• [Passage shown]
# # # # # # #

The shtetl was home to two-thirds of East Europe's Jews in the eighteenth and nineteenth centuries, yet it has long been one of the most neglected and misunderstood chapters of the Jewish experience. This book provides the first grassroots social, economic, and cultural history of the shtetl. Challenging popular misconceptions of the shtetl as an isolated, ramshackle Jewish village stricken by poverty and pogroms, Yohanan Petrovsky-Shtern argues that, in its heyday from the 1790s to the 1840s, the shtetl was a thriving Jewish community as vibrant as any in Europe.
Petrovsky-Shtern brings this golden age to life, looking at dozens of shtetls and drawing on a wealth of never-before-used archival material. Illustrated throughout with rare archival photographs and artwork, this nuanced history casts the shtetl in an altogether new light, revealing how its golden age continues to shape the collective memory of the Jewish people today.

# # # # # # #

• [Given instruction 1] In the book description, what span of years marks the shtetl's heyday?
• [Given instruction 2] Quote the book description word for word, beginning at "Petrovsky-Shtern brings this" and stopping after "Jewish people today.".

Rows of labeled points

# # # # # # #

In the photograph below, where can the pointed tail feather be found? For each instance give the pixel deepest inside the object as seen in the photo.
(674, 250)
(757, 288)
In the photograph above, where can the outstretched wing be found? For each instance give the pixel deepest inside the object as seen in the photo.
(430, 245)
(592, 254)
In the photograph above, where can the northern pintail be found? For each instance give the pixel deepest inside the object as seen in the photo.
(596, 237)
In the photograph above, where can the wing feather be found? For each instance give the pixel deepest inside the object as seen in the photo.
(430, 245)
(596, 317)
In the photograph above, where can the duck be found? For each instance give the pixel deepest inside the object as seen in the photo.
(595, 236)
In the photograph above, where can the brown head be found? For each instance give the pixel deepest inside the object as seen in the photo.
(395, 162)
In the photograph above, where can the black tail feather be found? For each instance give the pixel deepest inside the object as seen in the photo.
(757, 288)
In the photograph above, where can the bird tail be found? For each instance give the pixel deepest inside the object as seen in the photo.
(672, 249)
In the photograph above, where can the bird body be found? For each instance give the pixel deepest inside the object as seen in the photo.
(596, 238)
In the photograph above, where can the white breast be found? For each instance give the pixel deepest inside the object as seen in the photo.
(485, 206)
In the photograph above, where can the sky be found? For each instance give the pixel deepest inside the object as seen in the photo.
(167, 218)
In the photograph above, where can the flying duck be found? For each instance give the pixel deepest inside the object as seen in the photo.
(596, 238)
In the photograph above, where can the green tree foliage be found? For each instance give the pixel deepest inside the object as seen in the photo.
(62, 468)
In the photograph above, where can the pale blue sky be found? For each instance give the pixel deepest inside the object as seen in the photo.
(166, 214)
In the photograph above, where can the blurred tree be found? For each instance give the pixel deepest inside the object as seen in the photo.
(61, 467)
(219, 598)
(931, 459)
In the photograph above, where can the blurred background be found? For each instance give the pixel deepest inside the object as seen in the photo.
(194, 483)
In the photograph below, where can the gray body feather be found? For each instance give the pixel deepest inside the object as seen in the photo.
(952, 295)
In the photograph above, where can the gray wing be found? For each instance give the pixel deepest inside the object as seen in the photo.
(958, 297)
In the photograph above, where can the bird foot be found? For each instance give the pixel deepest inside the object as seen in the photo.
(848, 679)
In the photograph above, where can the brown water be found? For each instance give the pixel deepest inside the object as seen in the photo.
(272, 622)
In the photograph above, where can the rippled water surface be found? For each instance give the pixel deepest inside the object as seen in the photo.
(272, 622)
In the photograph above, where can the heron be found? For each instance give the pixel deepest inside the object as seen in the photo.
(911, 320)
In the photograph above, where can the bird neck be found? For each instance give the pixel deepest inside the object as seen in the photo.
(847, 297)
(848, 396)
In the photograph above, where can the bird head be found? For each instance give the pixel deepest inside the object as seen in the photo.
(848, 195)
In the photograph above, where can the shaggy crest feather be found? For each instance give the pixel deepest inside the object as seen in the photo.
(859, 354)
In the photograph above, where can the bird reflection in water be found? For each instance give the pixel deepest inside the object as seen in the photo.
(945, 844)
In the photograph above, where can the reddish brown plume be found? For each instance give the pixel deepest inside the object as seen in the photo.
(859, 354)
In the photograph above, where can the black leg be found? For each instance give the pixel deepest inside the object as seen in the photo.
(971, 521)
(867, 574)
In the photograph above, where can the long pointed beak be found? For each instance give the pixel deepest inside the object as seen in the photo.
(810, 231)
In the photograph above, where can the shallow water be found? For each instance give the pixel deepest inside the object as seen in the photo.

# # # # # # #

• [Complete answer 1] From the 1790s to the 1840s.

• [Complete answer 2]
Petrovsky-Shtern brings this golden age to life, looking at dozens of shtetls and drawing on a wealth of never-before-used archival material. Illustrated throughout with rare archival photographs and artwork, this nuanced history casts the shtetl in an altogether new light, revealing how its golden age continues to shape the collective memory of the Jewish people today.